* **Work order**
Your answer must be the exact lines from the one holding "Would you kindly indicate the dress" through the final line of the records below, both included, and nothing more.

* **Data supplied**
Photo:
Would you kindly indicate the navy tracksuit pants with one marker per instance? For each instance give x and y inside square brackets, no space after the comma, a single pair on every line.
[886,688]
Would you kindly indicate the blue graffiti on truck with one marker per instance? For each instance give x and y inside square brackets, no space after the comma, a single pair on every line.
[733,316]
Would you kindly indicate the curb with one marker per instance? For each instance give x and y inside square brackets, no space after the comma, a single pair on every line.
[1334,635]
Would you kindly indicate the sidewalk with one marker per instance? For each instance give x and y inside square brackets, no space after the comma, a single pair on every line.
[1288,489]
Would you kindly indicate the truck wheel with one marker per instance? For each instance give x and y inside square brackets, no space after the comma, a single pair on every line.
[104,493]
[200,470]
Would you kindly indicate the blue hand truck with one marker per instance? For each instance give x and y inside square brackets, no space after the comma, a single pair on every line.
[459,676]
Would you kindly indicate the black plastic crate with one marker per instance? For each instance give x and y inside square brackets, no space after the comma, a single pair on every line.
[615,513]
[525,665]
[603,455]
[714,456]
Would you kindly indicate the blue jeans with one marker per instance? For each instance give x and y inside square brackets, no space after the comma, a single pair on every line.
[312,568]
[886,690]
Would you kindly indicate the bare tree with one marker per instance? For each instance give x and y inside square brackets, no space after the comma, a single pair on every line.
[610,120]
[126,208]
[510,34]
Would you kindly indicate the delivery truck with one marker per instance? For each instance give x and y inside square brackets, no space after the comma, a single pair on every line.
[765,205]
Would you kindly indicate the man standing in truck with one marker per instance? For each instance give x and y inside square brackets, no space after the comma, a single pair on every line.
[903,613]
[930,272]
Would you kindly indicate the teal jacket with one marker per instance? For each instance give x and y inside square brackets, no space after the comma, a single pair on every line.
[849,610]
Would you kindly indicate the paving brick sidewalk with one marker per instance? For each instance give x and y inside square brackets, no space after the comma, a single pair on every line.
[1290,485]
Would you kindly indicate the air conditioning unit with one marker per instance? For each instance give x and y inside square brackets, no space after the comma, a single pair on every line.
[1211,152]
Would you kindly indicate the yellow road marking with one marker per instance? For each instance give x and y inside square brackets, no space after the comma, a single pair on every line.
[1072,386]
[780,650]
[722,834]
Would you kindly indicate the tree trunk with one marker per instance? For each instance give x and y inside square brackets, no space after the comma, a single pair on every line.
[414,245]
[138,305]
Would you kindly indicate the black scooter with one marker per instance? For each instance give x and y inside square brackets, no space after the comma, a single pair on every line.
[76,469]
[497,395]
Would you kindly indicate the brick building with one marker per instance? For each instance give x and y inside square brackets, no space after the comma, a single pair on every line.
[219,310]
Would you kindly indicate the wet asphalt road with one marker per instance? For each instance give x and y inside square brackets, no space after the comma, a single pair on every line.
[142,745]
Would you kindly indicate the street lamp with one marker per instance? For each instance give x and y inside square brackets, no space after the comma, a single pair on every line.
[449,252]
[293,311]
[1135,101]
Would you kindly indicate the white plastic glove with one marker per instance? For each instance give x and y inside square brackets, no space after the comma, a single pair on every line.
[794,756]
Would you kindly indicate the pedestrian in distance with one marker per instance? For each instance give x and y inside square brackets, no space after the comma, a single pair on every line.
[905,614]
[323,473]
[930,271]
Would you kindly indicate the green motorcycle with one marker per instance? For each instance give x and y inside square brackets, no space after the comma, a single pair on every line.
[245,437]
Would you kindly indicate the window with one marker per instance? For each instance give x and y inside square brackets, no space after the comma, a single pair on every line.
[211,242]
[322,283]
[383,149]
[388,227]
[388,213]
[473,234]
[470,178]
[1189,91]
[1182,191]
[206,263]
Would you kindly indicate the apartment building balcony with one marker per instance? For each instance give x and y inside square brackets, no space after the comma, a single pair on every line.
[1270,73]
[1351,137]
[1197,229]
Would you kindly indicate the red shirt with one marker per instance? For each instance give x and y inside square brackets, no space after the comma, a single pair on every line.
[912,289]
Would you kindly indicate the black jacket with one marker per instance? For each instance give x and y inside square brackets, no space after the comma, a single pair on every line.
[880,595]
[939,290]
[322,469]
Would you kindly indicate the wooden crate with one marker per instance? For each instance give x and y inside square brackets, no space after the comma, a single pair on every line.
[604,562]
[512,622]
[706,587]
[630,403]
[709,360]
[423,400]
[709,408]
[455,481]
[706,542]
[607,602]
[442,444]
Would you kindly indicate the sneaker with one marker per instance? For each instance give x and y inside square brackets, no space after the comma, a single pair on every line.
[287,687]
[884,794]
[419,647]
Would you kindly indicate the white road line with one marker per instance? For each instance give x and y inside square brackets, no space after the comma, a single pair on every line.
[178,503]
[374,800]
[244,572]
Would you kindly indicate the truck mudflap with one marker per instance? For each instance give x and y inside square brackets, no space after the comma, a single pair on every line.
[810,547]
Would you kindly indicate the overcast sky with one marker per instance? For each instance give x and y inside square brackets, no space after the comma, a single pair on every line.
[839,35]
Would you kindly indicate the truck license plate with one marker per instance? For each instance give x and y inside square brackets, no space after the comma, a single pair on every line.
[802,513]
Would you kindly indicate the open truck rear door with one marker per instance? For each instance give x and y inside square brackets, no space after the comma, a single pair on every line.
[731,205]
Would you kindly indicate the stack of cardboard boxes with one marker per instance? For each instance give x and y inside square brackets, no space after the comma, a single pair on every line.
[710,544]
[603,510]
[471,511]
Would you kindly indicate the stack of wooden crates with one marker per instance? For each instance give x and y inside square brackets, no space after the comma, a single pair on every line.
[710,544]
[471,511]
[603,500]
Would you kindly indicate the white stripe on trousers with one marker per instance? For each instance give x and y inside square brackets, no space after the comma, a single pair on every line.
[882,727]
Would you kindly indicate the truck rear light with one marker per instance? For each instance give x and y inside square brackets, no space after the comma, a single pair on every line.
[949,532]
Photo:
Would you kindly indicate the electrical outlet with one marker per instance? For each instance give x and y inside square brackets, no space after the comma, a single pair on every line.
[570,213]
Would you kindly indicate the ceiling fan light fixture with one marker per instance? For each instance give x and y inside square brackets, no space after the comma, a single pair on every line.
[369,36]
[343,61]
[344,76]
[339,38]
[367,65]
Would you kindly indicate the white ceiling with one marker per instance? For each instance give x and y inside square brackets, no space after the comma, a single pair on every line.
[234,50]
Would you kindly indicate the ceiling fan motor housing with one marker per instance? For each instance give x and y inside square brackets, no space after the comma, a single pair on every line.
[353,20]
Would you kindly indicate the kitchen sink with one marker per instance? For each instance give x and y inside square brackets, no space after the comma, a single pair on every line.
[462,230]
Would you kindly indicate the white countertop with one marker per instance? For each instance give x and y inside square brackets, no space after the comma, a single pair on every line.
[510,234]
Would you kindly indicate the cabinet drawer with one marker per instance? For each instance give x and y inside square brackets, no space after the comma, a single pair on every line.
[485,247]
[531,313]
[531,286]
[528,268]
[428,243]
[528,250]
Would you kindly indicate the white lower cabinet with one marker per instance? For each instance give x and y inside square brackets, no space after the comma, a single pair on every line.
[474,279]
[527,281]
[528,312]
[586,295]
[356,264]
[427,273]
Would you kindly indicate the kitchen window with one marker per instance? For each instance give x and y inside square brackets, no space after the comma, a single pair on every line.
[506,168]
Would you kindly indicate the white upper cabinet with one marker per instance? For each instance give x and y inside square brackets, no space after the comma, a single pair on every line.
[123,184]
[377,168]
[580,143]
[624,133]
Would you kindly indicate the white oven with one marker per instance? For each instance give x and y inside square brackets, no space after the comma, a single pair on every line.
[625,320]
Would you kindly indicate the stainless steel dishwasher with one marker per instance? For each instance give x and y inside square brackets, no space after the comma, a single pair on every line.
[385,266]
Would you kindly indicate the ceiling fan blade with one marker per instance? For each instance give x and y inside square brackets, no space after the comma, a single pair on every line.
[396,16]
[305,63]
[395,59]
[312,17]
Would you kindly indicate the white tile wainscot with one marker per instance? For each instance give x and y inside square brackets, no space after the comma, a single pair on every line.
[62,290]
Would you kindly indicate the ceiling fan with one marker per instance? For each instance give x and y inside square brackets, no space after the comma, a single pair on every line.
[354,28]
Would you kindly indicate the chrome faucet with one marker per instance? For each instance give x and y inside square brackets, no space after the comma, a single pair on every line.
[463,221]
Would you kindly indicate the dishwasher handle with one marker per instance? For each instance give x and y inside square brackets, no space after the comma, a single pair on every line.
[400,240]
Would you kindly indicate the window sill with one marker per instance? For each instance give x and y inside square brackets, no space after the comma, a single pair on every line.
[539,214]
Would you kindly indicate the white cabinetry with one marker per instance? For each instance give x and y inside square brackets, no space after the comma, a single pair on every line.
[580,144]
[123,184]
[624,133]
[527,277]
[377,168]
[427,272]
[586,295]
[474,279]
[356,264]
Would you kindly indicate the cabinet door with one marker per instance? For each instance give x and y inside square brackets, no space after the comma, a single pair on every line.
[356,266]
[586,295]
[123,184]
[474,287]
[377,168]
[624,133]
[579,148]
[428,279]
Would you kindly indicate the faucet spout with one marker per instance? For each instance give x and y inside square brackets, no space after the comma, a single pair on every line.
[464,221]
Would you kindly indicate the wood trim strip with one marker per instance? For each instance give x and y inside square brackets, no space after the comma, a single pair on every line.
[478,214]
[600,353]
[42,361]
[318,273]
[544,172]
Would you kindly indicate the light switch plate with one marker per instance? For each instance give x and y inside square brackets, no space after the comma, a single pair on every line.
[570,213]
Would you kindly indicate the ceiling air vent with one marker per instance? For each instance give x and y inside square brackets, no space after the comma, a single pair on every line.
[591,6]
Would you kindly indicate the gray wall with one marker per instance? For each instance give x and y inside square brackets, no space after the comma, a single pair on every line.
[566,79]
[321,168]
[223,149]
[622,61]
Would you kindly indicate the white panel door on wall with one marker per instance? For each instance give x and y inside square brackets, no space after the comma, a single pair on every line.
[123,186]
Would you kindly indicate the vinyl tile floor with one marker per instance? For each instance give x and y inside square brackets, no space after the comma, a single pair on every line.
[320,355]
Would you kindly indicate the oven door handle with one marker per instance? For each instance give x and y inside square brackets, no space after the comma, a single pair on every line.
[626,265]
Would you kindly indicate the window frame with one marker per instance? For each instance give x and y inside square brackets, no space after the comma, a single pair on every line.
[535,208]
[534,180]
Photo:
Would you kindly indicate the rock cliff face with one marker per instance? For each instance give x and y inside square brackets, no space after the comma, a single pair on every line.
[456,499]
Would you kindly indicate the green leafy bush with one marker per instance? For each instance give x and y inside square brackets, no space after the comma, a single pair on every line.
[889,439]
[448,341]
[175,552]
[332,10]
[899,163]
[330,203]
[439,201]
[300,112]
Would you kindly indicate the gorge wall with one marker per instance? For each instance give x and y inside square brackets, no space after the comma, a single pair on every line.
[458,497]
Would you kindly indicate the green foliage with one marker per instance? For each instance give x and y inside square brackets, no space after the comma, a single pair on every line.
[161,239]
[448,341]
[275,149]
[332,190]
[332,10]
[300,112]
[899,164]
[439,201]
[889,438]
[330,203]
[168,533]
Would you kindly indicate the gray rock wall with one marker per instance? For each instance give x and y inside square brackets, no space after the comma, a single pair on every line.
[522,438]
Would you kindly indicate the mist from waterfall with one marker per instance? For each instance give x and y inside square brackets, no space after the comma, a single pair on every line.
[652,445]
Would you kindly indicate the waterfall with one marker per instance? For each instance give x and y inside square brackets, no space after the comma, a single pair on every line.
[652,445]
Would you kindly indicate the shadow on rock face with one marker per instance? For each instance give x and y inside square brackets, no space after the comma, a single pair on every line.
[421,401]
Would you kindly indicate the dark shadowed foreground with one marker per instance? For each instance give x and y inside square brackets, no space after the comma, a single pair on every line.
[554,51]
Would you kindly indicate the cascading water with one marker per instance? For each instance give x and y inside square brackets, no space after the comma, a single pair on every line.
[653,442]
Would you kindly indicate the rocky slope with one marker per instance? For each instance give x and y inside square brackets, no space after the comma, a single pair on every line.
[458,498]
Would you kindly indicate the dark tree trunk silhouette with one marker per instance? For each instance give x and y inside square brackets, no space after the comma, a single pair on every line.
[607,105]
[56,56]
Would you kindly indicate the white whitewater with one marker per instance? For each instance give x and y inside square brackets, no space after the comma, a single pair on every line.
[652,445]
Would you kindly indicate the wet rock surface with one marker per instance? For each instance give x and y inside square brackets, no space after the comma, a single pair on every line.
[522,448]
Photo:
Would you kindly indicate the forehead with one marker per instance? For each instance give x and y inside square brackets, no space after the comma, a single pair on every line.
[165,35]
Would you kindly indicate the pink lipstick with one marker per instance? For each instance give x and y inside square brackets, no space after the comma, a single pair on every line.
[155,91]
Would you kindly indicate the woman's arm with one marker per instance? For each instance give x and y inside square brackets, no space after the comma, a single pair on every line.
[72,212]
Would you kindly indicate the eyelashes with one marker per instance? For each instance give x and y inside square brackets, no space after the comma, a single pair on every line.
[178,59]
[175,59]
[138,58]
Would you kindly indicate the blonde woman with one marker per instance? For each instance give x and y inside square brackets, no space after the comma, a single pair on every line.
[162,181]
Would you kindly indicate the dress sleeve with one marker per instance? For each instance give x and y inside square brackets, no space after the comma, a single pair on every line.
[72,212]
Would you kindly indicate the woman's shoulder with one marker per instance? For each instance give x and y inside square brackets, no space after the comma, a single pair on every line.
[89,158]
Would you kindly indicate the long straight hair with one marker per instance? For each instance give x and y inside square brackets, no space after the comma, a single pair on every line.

* **Your response**
Would you kindly indicate the dress sleeve with one marker per instance? For each instance give x and y inside square brackets, no space after the comma, a single pair on every line.
[72,212]
Would you kindly indicate the woman's shoulder with one marker per instance? For each instance give x and y inside square brackets, no space after the comma, a single pair on every line.
[89,158]
Would you kindly indicate the long straight hair with one marker per instance? For each instance give x and y inside square brackets, no space after the comma, a single pair on every line.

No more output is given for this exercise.